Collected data
########
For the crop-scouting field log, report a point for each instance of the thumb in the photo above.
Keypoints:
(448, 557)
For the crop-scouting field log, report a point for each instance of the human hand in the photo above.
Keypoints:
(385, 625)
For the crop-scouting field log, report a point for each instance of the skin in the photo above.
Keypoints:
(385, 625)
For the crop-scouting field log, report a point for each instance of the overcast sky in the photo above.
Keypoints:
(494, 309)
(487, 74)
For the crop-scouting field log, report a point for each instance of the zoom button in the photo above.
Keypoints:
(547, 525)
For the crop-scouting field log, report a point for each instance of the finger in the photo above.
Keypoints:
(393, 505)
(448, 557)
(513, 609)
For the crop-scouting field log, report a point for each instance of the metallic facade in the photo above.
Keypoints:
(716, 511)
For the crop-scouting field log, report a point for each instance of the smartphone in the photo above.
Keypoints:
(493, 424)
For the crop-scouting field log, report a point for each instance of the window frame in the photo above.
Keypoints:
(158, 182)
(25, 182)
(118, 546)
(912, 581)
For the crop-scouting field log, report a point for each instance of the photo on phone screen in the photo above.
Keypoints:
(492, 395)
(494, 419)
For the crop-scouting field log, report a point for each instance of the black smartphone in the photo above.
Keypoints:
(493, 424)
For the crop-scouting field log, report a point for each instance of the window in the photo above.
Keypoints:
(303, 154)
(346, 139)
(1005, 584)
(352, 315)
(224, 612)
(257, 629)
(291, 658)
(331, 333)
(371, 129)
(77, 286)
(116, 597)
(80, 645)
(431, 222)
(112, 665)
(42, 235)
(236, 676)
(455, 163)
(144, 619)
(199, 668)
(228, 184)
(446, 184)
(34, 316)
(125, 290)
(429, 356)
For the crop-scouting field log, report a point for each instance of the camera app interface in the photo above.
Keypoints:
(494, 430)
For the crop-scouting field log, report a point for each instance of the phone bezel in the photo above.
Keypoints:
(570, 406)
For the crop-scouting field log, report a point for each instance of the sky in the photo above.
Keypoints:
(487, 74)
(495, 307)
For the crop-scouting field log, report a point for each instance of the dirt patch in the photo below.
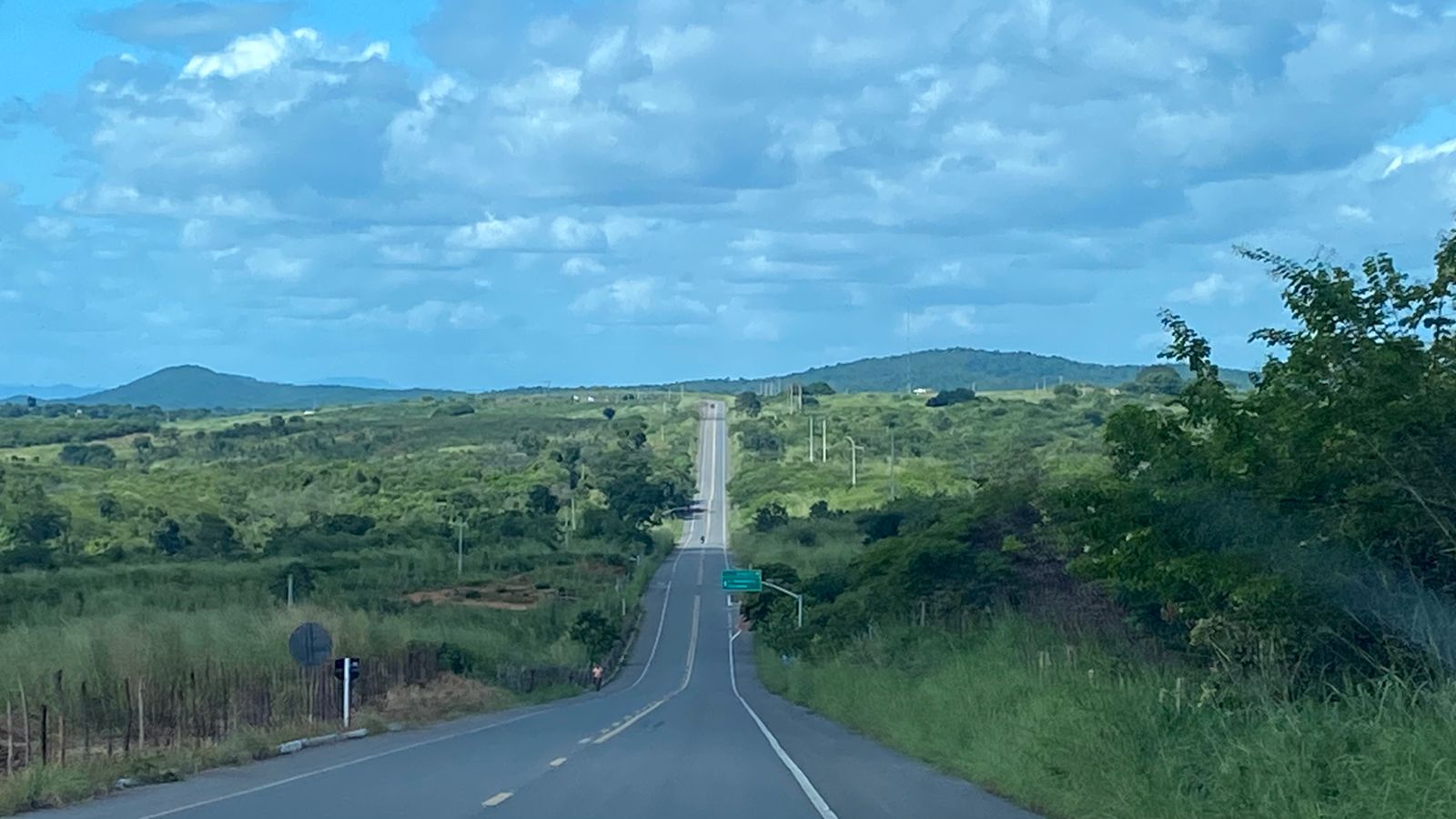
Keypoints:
(514, 595)
(596, 567)
(446, 695)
########
_What you will do_. Rewrite the lines from the one containing "the smartphone in the photo above." through the end of the collected data, swapping "crop-scouting" for "vineyard-scouting" and keeping everything else the same. Leave the pictures out of your answer.

_Correct response_.
For the vineyard-scouting field log, report a point for each instance of the smartphone in the photo above.
Keypoints:
(493, 424)
For the vineyard-scouting field log, report a point for each instance of the window frame in the photo above.
Keypoints:
(158, 182)
(25, 182)
(118, 546)
(912, 581)
For the vineyard-scouting field log, report a point for each instance of the photo on phone screen in the photo above.
Keypoints:
(492, 395)
(494, 419)
For the vineyard-scouting field log, report a point for each instance of the black smartphone in the photo above.
Keypoints:
(493, 424)
For the vineyard-scouting field log, report a point for each instance of the window in the photo above.
Keypoints:
(303, 154)
(346, 139)
(1005, 584)
(352, 315)
(224, 612)
(257, 629)
(291, 658)
(331, 333)
(371, 129)
(77, 286)
(116, 597)
(80, 645)
(431, 222)
(112, 665)
(42, 235)
(236, 676)
(455, 163)
(144, 619)
(199, 668)
(228, 184)
(446, 184)
(34, 316)
(125, 290)
(429, 356)
For the vineyard-scouting field log, report a point for each instance of the camera app interface in the photo above.
Keypoints:
(494, 430)
For the vineyard-scouting field log, report a point for each instance of the phone bezel in the photo above.
Keypoints:
(570, 406)
For the vineyard-scouting field log, report a point for each instance of the sky in the photo above.
Keypoints:
(487, 74)
(495, 307)
For the vineyard-scouting field log, report a point for each instance of the dirt patch in the photo below.
Keypoints:
(514, 595)
(596, 567)
(446, 695)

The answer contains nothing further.